## Work to be completed
Continue the passage below on living like the postmodern peasant, picking up right after its final sentence.

## Document excerpt
=======
Living like the Postmodern Peasant

The second half of the book concerns how to live one’s life as a Chestertonian reactionary. The first is to resist the call of the modern economy, wherein women and men work in large industries and abandon hearth and home to pursue frivolous consumption. To that end, he recommends Americans establish a protectionist economic regime, eschew reading journalism, abandon public education, reduce dependence on technology for leisure time, protect the environment, and avoid the gym in favor of long, strenuous walks. This section of the book is much more fun since it is less bogged down with the pastoral imaginary he presupposes medieval Englishmen enjoyed.

The case for protectionism amounts to slowing down the rapid economic growth responsible for dissolving natural communities. The blame he rests on industrial capitalism is mostly emotional, drawing the reader’s attention to unpopular COVID-19 responses while recommending universal basic income. There is good reason to suppose that American welfare policy has, in fact, added to the misery of Americans who experience a bare existence on the public dole without working with their hands. There is something deeply contradictory in wishing to create Hobbiton by honest work and finding a fibromyalgia diagnosis to qualify for Social Security Disability Insurance.
=======
## Supplied records
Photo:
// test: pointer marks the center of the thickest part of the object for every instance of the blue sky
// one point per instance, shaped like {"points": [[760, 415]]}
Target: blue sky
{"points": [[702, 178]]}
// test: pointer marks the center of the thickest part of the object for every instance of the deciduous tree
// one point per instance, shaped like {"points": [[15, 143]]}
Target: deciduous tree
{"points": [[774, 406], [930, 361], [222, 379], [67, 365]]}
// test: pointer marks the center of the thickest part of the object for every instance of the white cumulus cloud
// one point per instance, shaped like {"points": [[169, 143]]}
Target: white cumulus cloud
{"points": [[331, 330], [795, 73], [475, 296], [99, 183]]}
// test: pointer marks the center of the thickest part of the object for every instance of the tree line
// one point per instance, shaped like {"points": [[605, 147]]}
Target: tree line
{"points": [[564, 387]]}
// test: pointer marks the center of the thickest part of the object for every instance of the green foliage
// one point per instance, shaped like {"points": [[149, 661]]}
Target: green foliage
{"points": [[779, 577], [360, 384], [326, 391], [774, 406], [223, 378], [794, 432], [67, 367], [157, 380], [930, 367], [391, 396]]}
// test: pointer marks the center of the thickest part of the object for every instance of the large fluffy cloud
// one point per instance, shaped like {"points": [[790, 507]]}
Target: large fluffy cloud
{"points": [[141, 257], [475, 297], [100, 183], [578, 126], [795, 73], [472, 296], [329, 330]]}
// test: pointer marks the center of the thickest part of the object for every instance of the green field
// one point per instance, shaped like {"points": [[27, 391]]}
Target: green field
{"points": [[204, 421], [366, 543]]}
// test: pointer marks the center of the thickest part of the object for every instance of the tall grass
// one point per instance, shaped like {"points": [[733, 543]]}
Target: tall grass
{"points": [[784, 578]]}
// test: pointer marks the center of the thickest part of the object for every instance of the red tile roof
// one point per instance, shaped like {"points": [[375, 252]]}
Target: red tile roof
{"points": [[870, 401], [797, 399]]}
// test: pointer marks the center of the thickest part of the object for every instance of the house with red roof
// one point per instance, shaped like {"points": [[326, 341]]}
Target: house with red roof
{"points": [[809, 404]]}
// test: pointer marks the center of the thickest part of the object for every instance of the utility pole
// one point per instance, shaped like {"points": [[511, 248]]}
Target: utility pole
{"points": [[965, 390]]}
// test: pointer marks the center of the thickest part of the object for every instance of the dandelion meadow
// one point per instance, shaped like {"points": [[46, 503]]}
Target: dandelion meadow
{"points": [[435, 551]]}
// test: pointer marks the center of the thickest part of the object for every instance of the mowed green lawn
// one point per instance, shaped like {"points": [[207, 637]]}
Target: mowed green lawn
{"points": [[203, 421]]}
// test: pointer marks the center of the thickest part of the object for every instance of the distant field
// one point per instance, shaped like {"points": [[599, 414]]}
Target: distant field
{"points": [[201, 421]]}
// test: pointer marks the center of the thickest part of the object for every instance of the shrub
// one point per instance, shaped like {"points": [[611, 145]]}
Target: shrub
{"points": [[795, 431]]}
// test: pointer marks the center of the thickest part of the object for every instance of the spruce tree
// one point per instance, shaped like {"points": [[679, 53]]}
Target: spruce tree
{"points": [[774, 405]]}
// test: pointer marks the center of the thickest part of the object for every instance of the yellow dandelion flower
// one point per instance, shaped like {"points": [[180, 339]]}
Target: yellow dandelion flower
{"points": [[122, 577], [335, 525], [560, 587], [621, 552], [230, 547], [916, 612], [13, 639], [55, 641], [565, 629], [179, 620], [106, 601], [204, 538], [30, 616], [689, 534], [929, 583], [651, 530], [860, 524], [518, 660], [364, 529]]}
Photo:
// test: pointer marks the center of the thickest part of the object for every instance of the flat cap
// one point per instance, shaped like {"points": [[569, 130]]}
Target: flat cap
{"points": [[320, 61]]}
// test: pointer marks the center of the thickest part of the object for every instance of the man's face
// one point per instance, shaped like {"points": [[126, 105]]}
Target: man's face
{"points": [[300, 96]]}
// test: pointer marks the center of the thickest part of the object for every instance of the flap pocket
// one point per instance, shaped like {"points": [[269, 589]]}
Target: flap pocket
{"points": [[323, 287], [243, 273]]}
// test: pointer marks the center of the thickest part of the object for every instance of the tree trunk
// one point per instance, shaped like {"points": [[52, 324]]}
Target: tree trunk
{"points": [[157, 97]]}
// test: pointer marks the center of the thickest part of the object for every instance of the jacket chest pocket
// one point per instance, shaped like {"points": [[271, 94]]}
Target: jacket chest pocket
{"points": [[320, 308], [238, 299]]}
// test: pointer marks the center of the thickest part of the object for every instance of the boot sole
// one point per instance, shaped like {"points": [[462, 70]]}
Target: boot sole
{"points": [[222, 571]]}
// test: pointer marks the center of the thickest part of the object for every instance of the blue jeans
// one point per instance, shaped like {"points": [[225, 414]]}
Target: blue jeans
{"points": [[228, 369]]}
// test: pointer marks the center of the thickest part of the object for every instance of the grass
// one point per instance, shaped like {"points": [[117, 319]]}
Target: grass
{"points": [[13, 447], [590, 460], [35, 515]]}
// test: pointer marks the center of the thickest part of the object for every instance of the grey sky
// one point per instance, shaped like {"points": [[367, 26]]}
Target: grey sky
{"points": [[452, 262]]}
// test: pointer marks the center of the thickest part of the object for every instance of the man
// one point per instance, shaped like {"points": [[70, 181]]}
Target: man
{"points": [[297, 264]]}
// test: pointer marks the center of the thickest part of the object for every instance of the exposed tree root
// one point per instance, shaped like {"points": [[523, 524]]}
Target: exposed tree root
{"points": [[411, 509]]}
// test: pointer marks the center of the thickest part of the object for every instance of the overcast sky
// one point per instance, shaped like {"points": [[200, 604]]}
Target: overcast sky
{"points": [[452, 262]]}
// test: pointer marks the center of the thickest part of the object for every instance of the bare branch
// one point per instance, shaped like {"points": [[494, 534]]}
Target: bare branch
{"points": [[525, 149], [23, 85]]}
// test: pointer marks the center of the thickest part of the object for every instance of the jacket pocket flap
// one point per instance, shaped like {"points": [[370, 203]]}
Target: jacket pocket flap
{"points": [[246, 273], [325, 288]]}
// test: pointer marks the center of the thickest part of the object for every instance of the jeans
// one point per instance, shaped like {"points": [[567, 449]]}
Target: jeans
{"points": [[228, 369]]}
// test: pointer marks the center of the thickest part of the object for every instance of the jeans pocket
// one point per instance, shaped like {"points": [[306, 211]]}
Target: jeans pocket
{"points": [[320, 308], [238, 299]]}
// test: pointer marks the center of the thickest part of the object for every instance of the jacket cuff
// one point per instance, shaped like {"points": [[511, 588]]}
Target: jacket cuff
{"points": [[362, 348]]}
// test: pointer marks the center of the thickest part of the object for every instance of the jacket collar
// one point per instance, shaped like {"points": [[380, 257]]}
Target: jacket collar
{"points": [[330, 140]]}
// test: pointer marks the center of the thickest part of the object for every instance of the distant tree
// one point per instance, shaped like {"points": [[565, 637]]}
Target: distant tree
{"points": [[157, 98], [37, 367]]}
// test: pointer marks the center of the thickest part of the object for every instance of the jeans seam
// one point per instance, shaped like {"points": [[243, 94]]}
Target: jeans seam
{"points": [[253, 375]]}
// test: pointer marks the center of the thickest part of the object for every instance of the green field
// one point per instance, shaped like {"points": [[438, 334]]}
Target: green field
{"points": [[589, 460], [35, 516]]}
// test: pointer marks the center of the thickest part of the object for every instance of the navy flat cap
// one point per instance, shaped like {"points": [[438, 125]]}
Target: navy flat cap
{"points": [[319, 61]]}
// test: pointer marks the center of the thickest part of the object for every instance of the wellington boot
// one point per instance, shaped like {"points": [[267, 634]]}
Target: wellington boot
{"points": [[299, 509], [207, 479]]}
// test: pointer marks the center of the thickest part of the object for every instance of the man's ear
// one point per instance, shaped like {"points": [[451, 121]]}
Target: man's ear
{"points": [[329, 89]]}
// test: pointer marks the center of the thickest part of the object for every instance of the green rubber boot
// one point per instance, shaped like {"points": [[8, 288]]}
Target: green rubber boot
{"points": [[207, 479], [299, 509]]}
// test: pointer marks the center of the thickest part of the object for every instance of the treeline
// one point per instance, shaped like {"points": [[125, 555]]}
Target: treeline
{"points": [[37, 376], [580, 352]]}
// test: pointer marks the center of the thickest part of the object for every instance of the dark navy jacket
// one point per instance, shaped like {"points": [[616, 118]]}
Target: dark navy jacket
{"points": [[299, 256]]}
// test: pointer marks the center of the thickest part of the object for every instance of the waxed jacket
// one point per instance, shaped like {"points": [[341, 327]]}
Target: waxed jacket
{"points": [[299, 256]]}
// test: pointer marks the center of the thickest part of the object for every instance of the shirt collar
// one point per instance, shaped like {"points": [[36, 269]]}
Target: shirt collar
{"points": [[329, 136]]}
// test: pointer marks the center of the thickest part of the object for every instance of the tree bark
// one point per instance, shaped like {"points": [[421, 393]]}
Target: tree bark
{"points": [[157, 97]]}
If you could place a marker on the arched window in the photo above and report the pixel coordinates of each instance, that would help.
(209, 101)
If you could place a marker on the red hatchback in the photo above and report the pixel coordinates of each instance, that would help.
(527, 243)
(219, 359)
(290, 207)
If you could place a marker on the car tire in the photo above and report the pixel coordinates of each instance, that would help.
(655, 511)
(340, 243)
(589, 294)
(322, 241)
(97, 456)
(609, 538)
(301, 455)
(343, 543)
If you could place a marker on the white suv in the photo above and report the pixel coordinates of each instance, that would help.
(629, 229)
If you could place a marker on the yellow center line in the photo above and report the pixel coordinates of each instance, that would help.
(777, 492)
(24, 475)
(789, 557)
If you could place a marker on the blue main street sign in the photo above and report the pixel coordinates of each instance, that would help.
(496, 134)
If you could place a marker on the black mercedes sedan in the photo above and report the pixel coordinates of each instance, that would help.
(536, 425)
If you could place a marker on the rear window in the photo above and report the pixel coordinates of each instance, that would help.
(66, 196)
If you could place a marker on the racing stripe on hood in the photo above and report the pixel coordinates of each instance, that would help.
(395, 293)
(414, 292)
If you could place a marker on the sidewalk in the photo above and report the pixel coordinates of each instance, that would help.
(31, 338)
=======
## Task response
His criticisms of journalism and technology are good, though a little naïve. For example, he says, “It was the peasants, in their simplicity, piety, and common sense who saw through all the made theories” of their day. These same peasants also massacred cats because of their association with evil and witchcraft. Abolishing public schools seems like a non-starter, although creating alternatives has been incredibly good for people of faith seeking alternatives to increasing ideological education in many public schools.

The chapter on protecting the environment finds Davis praising two very unlikely statesmen, Theodore Roosevelt and Thomas Jefferson. While I suppose they incidentally share some ideas with Davis—such as Roosevelt’s conservation efforts and Jefferson’s love of yeomanry—the celebration of warrior progressive and a child of the Enlightenment is a contradiction left unaddressed.

Finally, the love of nature and the call for more time spent exercising in it is a great idea, but I’m not sure if this is something that really needs explaining. Hiking, skiing, mountain biking, and all manner of outdoor hobbies are huge industries, and their practice is actually linked historically to environmentalism. As my friend Joshua Bowman reminded us in his recent talk at Ave Maria University, the Sierra Club began as a hiking club!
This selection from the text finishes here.